▸ Fragmento de texto:
Mientras algunos hablan de tres años de “dictadura de la austeridad”, Pierre Moscovici, ministro de Economía y Finanzas francés, ha redefinido el concepto diciendo que “austeridad es cuando matan al paciente”. El balance que se puede hacer de estos mil días de recortes, ajustes y sacrificios siempre en la misma dirección es brutal en términos de pobreza y desigualdad: la renta per cápita española se sitúa hoy en términos similares a los del año 2002, por lo que teniendo en cuenta solo este indicador ya se podría hablar de década perdida. Según Eurostat, la oficina estadística de la CE, España es el país más desigual de la UE, junto a Portugal, Bulgaria y Letonia. La caída en los niveles de bienestar ha sido más intensa que en la mayoría de los países europeos, la pobreza se ha hecho simultáneamente más extensa (afecta a más gente) y más intensa (es más profunda), etcétera. Las expectativas sociales de mucha gente se han derrumbado, afectadas por la escasa esperanza de los cambios a corto y medio plazo; el bienestar psicológico de los hogares ha tocado fondo, lo que repercute incluso en el hecho de consumir; y la devaluación que se ha obtenido con las políticas aplicadas en términos de salario y empleo (objetivos espurios de una reforma laboral muy agresiva) son difícilmente repetibles.
En su último ensayo (Todo lo que era sólido), Antonio Muñoz Molina advierte de que no puede seguir reduciéndose indefinidamente el presupuesto de la justicia o de la educación, la paga de los policías, la dotación de los servicios contra incendios, el número de camas o los turnos de médicos y de quirófanos… so peligro de devastación. Pasado cierto tiempo, el desastre y el deterioro dejan de ser reversibles. Las cosas se deterioran poco a poco, y de pronto, en vez de continuar en ese estado que se ha vuelto tolerable, se hunden del todo, sin transición, como se hunde una casa que parecía detenida en una lenta ruina.

▸ Ejercicios propuestos:
1) Según el texto sobre la austeridad, ¿junto a qué países figura España como el más desigual de la UE?
2) Por favor, repite del texto sobre la austeridad el tramo que va desde "En su último" hasta "una lenta ruina.".
3) Prosigue el texto sobre la austeridad a partir de su última oración.

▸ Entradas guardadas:

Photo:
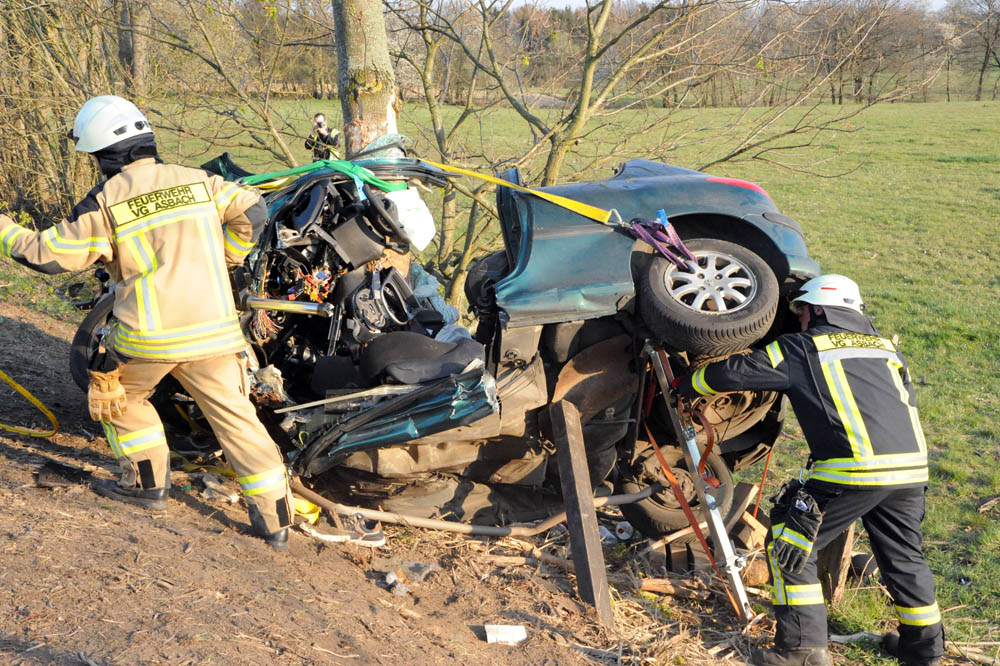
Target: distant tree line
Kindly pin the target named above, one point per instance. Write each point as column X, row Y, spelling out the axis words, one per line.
column 585, row 82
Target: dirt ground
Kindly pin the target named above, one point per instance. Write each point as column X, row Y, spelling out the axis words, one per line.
column 86, row 580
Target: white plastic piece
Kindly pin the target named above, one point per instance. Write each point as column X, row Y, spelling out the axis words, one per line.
column 105, row 120
column 624, row 530
column 415, row 218
column 507, row 634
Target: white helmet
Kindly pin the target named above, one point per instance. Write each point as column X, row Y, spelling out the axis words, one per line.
column 106, row 120
column 831, row 291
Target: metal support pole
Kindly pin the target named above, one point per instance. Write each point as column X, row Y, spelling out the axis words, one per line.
column 724, row 553
column 585, row 539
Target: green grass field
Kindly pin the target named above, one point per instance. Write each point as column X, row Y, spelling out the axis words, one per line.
column 914, row 220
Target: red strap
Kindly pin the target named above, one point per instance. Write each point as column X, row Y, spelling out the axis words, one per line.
column 763, row 478
column 710, row 434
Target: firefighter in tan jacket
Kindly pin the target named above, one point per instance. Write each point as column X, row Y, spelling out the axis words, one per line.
column 167, row 234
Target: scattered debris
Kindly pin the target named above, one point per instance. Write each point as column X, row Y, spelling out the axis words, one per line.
column 624, row 530
column 55, row 474
column 506, row 634
column 399, row 577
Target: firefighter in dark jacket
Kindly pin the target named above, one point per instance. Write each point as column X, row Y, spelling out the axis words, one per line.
column 322, row 139
column 852, row 394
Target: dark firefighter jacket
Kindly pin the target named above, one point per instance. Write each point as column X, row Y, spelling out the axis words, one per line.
column 320, row 145
column 167, row 234
column 853, row 398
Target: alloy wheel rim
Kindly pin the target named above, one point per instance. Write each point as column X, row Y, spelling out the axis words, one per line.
column 716, row 284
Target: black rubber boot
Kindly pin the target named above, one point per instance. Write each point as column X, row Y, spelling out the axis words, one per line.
column 155, row 499
column 791, row 657
column 277, row 540
column 890, row 643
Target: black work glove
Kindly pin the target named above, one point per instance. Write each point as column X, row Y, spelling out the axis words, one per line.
column 793, row 537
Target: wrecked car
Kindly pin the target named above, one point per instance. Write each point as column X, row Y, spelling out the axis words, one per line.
column 375, row 394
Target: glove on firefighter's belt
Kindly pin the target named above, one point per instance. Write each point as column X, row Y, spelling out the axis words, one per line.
column 105, row 395
column 795, row 531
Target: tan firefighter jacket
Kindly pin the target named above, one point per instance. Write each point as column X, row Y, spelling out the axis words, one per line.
column 167, row 234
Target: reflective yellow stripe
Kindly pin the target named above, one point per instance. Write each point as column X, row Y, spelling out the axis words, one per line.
column 59, row 245
column 778, row 591
column 847, row 409
column 230, row 339
column 9, row 235
column 145, row 290
column 216, row 261
column 257, row 484
column 774, row 353
column 796, row 539
column 699, row 384
column 841, row 340
column 141, row 440
column 921, row 616
column 873, row 463
column 592, row 212
column 896, row 478
column 200, row 339
column 171, row 335
column 112, row 437
column 804, row 595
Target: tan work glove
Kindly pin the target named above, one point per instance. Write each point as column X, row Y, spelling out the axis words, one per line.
column 105, row 395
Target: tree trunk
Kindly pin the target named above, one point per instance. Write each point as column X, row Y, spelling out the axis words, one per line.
column 947, row 79
column 366, row 81
column 982, row 73
column 133, row 45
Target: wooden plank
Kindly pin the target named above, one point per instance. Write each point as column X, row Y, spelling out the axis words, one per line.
column 744, row 494
column 581, row 515
column 833, row 563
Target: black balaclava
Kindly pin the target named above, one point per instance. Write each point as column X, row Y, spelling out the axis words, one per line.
column 845, row 318
column 117, row 155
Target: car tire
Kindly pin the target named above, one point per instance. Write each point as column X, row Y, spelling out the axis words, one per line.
column 702, row 313
column 87, row 340
column 661, row 514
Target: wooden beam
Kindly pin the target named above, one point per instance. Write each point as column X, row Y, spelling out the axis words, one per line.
column 581, row 515
column 833, row 563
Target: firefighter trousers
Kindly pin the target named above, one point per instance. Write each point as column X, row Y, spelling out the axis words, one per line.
column 892, row 518
column 220, row 387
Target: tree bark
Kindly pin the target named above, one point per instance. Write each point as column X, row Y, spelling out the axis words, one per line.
column 133, row 45
column 366, row 81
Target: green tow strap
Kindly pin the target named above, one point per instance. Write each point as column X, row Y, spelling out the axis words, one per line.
column 343, row 166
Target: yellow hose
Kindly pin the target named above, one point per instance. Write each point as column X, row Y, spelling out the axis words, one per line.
column 37, row 403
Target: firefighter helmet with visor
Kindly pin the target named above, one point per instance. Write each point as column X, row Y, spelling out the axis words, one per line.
column 104, row 121
column 829, row 290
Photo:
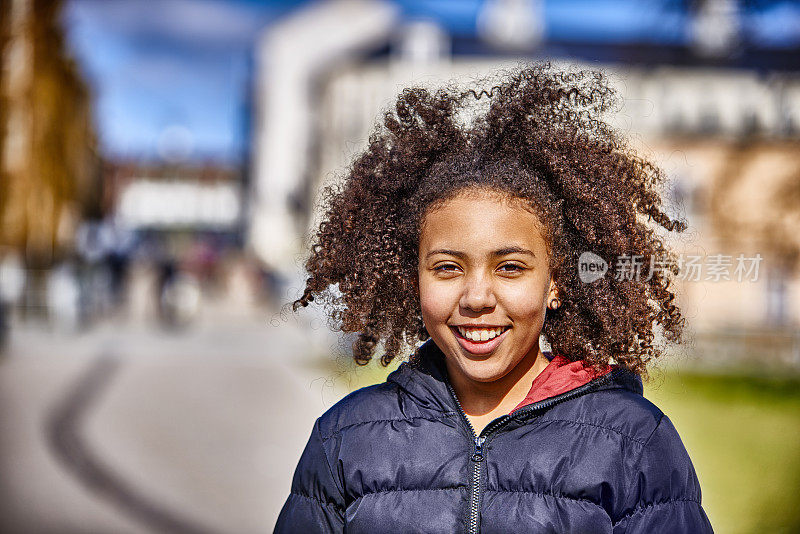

▸ Lista de respuestas:
1) Portugal, Bulgaria y Letonia.

2)
En su último ensayo (Todo lo que era sólido), Antonio Muñoz Molina advierte de que no puede seguir reduciéndose indefinidamente el presupuesto de la justicia o de la educación, la paga de los policías, la dotación de los servicios contra incendios, el número de camas o los turnos de médicos y de quirófanos… so peligro de devastación. Pasado cierto tiempo, el desastre y el deterioro dejan de ser reversibles. Las cosas se deterioran poco a poco, y de pronto, en vez de continuar en ese estado que se ha vuelto tolerable, se hunden del todo, sin transición, como se hunde una casa que parecía detenida en una lenta ruina.

3)
La austeridad impuesta y a largo plazo, en sociedades con necesidades crecientes por las dificultades económicas, no reduce la pobreza y genera más desigualdad. La salida a la crisis impuesta en Europa ha significado hasta ahora una distribución de la renta, la riqueza y el poder enormemente regresivos: de abajo hacia arriba, como un Robin Hood a la inversa. No es de extrañar la reflexión explicativa del desapego ciudadano que hace el premio Nobel de Economía Joseph Stiglitz: la gente observa que los mercados no funcionan (y el que menos, el mercado del trabajo); ve que el sistema político del que se ha dotado para convivir (la democracia) no corrige los fallos del mercado; como consecuencia, aumentan la desafección sobre la democracia y sobre la economía de mercado al mismo tiempo, lo que desgraciadamente recuerda otros tiempos más ingratos.